**Written task:**
Render the lines below, starting at the one containing "Dataset curation — object class: small" and ending at the one containing "[0,329,600,399]", as a Markdown table with the columns Row and Line. Number each row and omit blank lines.

**Data lines:**
--------------------

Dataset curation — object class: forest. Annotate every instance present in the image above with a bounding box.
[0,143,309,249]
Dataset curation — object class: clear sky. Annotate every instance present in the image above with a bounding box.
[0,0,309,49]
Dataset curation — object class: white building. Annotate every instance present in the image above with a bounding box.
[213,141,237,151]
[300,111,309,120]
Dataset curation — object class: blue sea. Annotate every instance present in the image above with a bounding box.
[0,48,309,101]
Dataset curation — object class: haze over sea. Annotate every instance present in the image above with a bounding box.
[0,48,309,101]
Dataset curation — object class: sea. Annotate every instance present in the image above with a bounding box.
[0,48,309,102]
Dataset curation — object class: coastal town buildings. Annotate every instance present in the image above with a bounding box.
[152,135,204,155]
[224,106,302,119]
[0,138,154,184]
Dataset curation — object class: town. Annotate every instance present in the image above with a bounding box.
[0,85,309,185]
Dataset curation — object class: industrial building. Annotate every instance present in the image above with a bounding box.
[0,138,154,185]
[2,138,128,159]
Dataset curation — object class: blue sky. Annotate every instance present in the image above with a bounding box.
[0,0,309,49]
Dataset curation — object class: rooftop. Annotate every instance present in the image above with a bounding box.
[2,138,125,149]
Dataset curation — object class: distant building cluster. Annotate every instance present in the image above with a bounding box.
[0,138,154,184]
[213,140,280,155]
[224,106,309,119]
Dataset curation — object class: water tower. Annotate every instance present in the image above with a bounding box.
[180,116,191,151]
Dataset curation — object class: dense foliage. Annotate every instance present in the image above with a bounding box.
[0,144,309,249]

--------------------

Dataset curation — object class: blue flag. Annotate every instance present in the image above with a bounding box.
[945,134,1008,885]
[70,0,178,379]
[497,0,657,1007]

--------------------

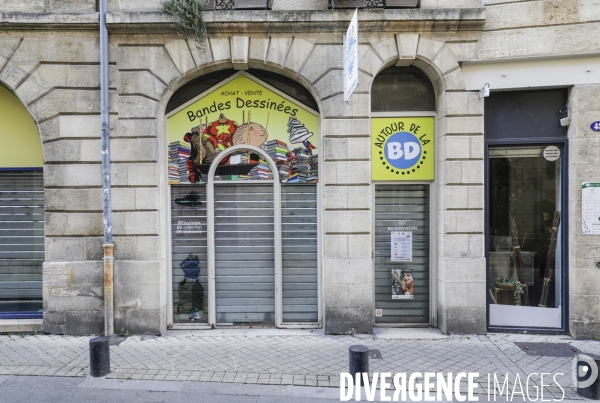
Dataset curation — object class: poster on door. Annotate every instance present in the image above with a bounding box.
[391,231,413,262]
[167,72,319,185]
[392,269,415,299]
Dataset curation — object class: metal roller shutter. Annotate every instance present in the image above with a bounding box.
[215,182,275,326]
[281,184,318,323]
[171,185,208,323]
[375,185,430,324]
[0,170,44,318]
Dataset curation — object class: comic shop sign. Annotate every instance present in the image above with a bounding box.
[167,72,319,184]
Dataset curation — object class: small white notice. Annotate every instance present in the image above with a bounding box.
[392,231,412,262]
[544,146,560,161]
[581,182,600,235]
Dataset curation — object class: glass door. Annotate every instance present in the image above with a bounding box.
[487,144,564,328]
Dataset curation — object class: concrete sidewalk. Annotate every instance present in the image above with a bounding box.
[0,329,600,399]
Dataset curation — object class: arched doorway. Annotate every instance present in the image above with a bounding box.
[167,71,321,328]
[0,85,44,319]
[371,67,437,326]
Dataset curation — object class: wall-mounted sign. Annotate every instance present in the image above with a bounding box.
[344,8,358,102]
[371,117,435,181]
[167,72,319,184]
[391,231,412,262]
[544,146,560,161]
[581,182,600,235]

--------------------

**Written answer:**
| Row | Line |
|---|---|
| 1 | Dataset curation — object class: small white notice. Annotate every instance present in the image above with a bounding box. |
| 2 | [392,231,412,262] |
| 3 | [544,146,560,161] |
| 4 | [581,182,600,235] |
| 5 | Dataset curation — object class: glass door. Annotate every instance present in the image above with a bounding box. |
| 6 | [487,144,564,328] |
| 7 | Dataset curation — object class: concrete sidewalk. Annotate every instance present in the image above with a bounding box. |
| 8 | [0,329,600,399] |